Give every line of the rows below as a JSON list of strings, one string per line, with blank lines left out. Leave the pictures out of the answer.

* BEGIN *

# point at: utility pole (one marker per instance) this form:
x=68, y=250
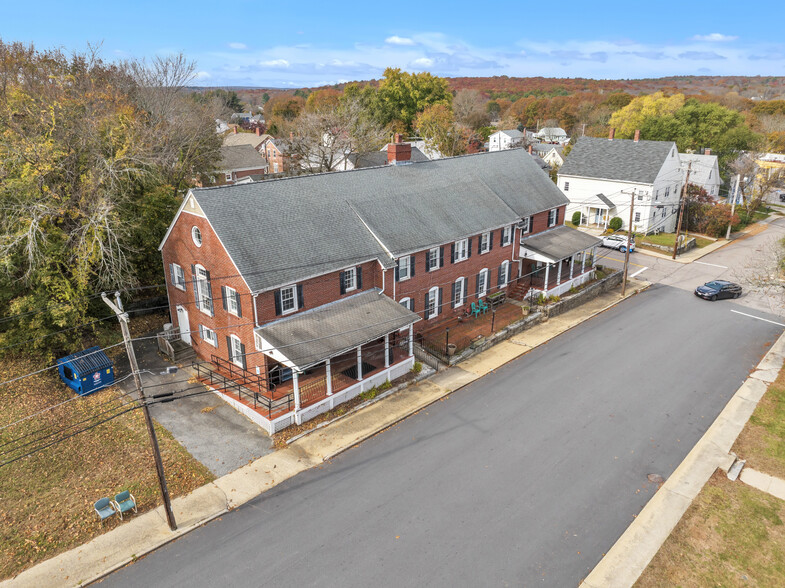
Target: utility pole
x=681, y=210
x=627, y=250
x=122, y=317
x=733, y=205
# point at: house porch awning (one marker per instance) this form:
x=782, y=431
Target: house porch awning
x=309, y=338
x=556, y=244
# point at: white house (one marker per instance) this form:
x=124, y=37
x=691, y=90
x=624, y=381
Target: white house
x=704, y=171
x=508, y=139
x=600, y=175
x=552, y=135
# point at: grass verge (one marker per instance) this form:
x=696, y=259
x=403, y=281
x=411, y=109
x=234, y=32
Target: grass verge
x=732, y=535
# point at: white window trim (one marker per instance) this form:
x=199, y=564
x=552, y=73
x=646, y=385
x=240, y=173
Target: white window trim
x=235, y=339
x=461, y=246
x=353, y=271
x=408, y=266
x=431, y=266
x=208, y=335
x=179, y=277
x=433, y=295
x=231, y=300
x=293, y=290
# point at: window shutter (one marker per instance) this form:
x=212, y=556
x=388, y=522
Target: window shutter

* END *

_PROBLEM SOLUTION_
[
  "# point at: utility pole (one marker per instance) this form:",
  "x=68, y=250",
  "Target: utility pole",
  "x=681, y=210",
  "x=627, y=250",
  "x=122, y=317",
  "x=733, y=205",
  "# point at: house porch awning (one marker per instance) this form:",
  "x=782, y=431",
  "Target: house porch awning",
  "x=309, y=338",
  "x=556, y=244",
  "# point at: white house (one marker per instance) this form:",
  "x=124, y=37",
  "x=691, y=90",
  "x=624, y=381",
  "Target: white house",
  "x=704, y=171",
  "x=508, y=139",
  "x=600, y=175",
  "x=552, y=135",
  "# point at: grass verge (one marker per instance) this form:",
  "x=696, y=259",
  "x=403, y=281",
  "x=411, y=109",
  "x=234, y=32",
  "Target: grass verge",
  "x=732, y=535",
  "# point at: white window trim (one marker per instance) this form:",
  "x=199, y=564",
  "x=552, y=73",
  "x=646, y=385",
  "x=240, y=173",
  "Target: white window trim",
  "x=235, y=339",
  "x=461, y=246",
  "x=353, y=271",
  "x=408, y=266",
  "x=431, y=266",
  "x=208, y=335",
  "x=179, y=277",
  "x=433, y=295",
  "x=231, y=300",
  "x=293, y=290",
  "# point at: window shutter (one marker per instance) this form:",
  "x=212, y=556",
  "x=388, y=522",
  "Target: window shutter"
]